*Set of tasks*:
A) Please repeat word for word the part of the SEC basketball article starting with "For all its" and going on through "for several years.".
B) State how many lines of the entries contain the string "grey", with case counting, and reply with only that number.

*Source*:
******

How good is the SEC? There’s room for debate as UK begins league play.
For all its supposed make-or-break implications, Kentucky’s game at Louisville was more introduction than conclusion. UK Coach John Calipari suggested it served as a mere preview of upcoming challenges on the Southeastern Conference schedule.
“The whole league is ridiculous,” Calipari said. SEC play begins Saturday with UK opening at Alabama.
In promoting SEC basketball after Kentucky beat Louisville 71-58 last Saturday, Calipari continued a familiar theme. SEC coaches have been persistent salesmen trumpeting the quality of their league’s basketball for several years.
At SEC Media Day last summer, Vanderbilt Coach Bryce Drew said that league play would see teams “playing against draft picks on a nightly basis.” Mississippi State Coach Ben Howland said the SEC was “an absolute monster right now.”
The return of more than a dozen players who entered their names in the 2018 NBA Draft (among them PJ Washington), plus the addition of All-Pac 12 strongman Reid Travis as a graduate transfer made the prospect of playing an SEC schedule seem imposing.
But as SEC play is about to begin, there are reasons for a more sobering assessment. And that’s not simply because of season-ending injuries to Jontay Porter of Missouri and freshman Darius Garland of Vanderbilt.
Celebrated statistics maven Ken Pomeroy rates the SEC as the fourth-best conference in college basketball this season. “Some very good teams at the top,” he wrote in an email, “but the middle and bottom of the league is not as strong as the leagues above them.”

******

[Entries drawn from a collection]
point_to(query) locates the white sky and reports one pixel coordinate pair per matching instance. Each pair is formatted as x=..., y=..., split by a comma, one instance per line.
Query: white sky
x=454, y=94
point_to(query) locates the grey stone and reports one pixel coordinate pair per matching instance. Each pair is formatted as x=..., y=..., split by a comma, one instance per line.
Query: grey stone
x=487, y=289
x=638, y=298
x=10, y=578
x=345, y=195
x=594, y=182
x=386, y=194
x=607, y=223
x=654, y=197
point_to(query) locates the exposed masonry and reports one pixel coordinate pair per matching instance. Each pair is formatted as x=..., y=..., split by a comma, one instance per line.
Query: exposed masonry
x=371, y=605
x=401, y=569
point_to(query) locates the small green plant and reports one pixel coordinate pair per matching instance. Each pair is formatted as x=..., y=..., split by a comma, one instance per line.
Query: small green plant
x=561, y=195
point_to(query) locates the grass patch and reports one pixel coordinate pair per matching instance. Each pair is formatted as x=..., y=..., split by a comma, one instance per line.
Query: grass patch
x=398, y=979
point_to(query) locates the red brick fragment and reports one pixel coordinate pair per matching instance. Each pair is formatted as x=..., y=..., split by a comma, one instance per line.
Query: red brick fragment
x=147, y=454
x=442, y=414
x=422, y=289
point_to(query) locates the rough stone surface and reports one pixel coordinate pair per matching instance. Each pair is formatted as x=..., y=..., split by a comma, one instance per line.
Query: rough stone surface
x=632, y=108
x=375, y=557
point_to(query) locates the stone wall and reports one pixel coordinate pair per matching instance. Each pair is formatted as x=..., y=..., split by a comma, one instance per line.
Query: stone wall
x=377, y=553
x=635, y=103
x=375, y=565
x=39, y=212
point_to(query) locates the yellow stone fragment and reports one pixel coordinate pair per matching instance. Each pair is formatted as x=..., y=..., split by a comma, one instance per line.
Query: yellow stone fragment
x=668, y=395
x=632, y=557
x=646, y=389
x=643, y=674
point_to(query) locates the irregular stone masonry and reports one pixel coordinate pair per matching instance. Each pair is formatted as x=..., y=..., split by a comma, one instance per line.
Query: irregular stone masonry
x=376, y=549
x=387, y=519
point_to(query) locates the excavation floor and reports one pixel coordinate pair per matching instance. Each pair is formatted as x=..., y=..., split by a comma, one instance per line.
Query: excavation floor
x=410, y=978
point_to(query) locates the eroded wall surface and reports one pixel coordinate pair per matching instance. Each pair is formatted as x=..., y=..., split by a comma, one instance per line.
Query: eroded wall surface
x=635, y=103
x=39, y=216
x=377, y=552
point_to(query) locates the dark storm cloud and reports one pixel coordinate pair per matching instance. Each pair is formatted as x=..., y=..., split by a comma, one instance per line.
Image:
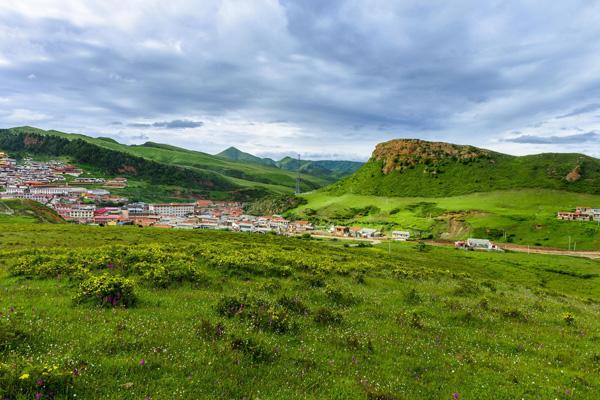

******

*Responses for each task*:
A)
For all its supposed make-or-break implications, Kentucky’s game at Louisville was more introduction than conclusion. UK Coach John Calipari suggested it served as a mere preview of upcoming challenges on the Southeastern Conference schedule.
“The whole league is ridiculous,” Calipari said. SEC play begins Saturday with UK opening at Alabama.
In promoting SEC basketball after Kentucky beat Louisville 71-58 last Saturday, Calipari continued a familiar theme. SEC coaches have been persistent salesmen trumpeting the quality of their league’s basketball for several years.

B) 2